(Saved entries)
---+---

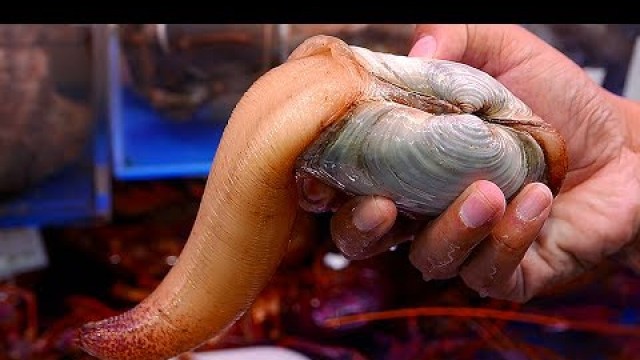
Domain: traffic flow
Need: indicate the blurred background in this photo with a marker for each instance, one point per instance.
(108, 135)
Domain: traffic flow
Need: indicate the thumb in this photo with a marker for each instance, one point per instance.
(495, 49)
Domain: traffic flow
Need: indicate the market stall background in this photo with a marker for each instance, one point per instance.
(97, 236)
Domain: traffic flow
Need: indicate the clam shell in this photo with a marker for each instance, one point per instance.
(425, 130)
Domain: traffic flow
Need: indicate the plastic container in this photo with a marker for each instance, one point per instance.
(172, 90)
(62, 170)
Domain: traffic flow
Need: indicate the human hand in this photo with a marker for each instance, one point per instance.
(514, 251)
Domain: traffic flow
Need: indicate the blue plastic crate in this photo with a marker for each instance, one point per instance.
(147, 144)
(81, 192)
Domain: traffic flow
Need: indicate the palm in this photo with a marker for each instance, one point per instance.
(593, 216)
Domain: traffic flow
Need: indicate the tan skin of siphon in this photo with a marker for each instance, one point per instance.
(251, 206)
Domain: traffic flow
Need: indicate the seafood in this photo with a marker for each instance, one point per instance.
(427, 129)
(240, 237)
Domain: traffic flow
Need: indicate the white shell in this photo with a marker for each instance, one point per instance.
(425, 131)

---+---

Copy out the data above exactly, except the pictures.

Domain: traffic flow
Need: indicate the blurred background in this photo with a marker for each instance, one point per instance.
(108, 135)
Domain: traffic flow
Need: indicate the thumb in this photo with a marker for each instance, one point per instance.
(495, 49)
Domain: traffic flow
Need: indicate the market stall background in this photo with a marker for each instance, one point per instance.
(97, 236)
Domain: traffic flow
Need: indicate the clam shell in this photo with a marker for each instance, one point per instance.
(425, 130)
Domain: traffic flow
Need: indicate the plastic container in this photo with a marker for each instance, one point per instance.
(172, 90)
(62, 170)
Domain: traffic flow
Need: indicate the human hand in this photo with a marker for each instance, one point per instance.
(514, 251)
Domain: traffic flow
Need: indicate the blue plastic crate in this photo with a marker for each instance, one point per instance.
(147, 144)
(81, 192)
Domain: traffic flow
Need: indicate the palm in this photo with a marker for each instance, one point per instance.
(593, 216)
Domain: traffic flow
Need: indicate the tan skin of siphon in this photo with a marker for each instance, one point per instance.
(251, 206)
Domain: traffic flow
Need: indicate the seafood in this photo with a marker for each instance, one point per instance.
(427, 129)
(240, 237)
Domain: traffic flow
Need: indicate the white shell in this photo with a marker for each instance, one point per instance.
(425, 131)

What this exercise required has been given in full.